_Source data_
=== Section Start ===
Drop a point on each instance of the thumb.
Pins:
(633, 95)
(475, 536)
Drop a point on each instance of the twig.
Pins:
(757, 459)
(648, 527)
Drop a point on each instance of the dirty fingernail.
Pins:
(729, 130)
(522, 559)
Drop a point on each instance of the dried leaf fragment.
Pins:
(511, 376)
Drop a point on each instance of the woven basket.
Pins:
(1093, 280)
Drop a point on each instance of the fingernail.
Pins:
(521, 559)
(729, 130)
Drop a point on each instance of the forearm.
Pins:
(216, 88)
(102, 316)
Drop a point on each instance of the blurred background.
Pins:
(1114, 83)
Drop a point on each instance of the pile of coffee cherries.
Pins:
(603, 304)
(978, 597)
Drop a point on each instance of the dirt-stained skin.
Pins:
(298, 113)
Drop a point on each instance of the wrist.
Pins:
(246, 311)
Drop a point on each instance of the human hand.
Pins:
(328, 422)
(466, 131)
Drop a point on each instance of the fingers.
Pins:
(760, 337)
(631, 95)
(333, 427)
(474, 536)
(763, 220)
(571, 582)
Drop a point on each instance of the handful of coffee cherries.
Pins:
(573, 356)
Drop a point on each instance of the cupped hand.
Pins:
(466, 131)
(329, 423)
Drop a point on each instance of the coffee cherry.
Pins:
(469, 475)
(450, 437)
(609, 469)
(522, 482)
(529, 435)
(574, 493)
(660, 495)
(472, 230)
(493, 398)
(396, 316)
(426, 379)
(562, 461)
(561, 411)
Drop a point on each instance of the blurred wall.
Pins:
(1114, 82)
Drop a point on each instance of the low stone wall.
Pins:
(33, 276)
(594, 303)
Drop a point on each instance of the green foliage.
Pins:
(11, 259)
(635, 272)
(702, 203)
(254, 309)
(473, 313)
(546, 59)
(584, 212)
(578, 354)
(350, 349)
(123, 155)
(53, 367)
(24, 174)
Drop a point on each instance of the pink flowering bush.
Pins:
=== Section End ===
Nothing but the lines from the line that contains "Drop a point on each instance of the forearm." to the last line of the records above should appear in the answer; please copy them exactly.

_Task output_
Drop a point on each instance of the forearm.
Pins:
(216, 88)
(102, 316)
Drop a point on each instance of the blurred background.
Pins:
(1114, 83)
Drop a point on each instance of the pile of coffee cherries.
Pins:
(603, 304)
(978, 597)
Drop a point on each instance of the dirt-stained skin.
Pins:
(298, 113)
Drop a point on each instance of the wrist.
Pins:
(246, 311)
Drop a point on each instance of the human hand.
Pins:
(328, 422)
(466, 131)
Drop a point on each instance of the fingers.
Pins:
(760, 337)
(631, 95)
(333, 427)
(474, 536)
(763, 220)
(571, 582)
Drop a point on each instance of the handful of coffee cherries.
Pins:
(573, 356)
Drop a point on each instance of the cupped hand.
Pins:
(466, 131)
(329, 423)
Drop a point on each instance of the coffee cherry.
Pins:
(469, 475)
(450, 437)
(609, 469)
(522, 482)
(529, 435)
(574, 493)
(660, 495)
(472, 230)
(493, 398)
(396, 316)
(426, 379)
(562, 461)
(561, 411)
Drop a point on each instance of the blurred wall.
Pins:
(1114, 82)
Drop a point on each instance of the low stone wall.
Pins:
(33, 276)
(594, 303)
Drop a point on each instance of the green foliage.
Pins:
(11, 259)
(635, 272)
(702, 203)
(254, 309)
(473, 313)
(546, 59)
(584, 212)
(578, 354)
(350, 349)
(123, 155)
(53, 367)
(24, 174)
Drop a point on each instance of the pink flowering bush.
Pins:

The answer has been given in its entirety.